What to produce:
Copy the data below word for word, with every line in its original order. Leave out the pictures.

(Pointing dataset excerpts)
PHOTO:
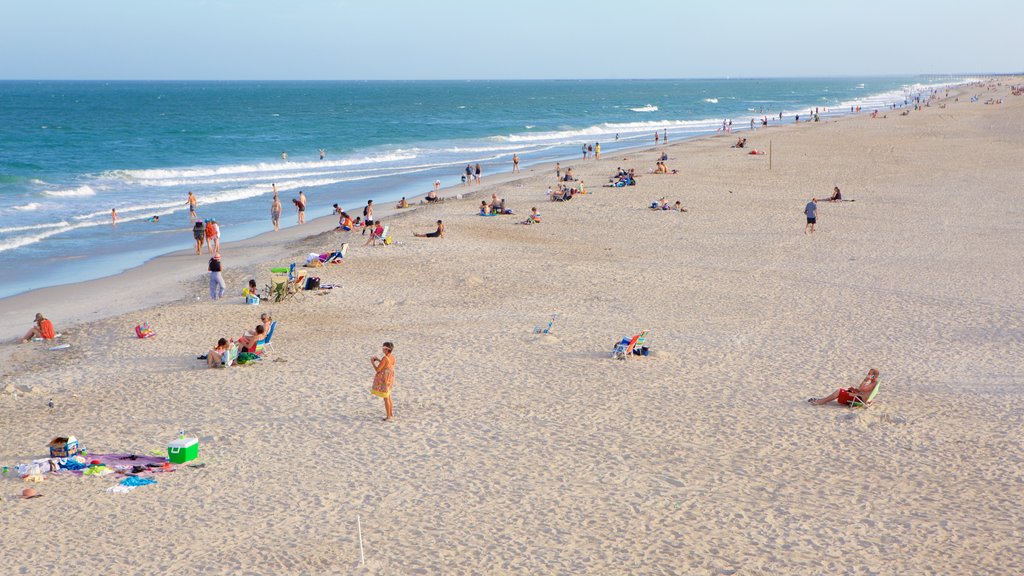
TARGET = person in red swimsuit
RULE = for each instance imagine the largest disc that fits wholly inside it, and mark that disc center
(41, 329)
(848, 396)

Task output:
PHOTO:
TARGET = person in red swimsuit
RULE = for each instance imagine the largest disc that fits wholly inside it, and mark that disc center
(41, 329)
(848, 396)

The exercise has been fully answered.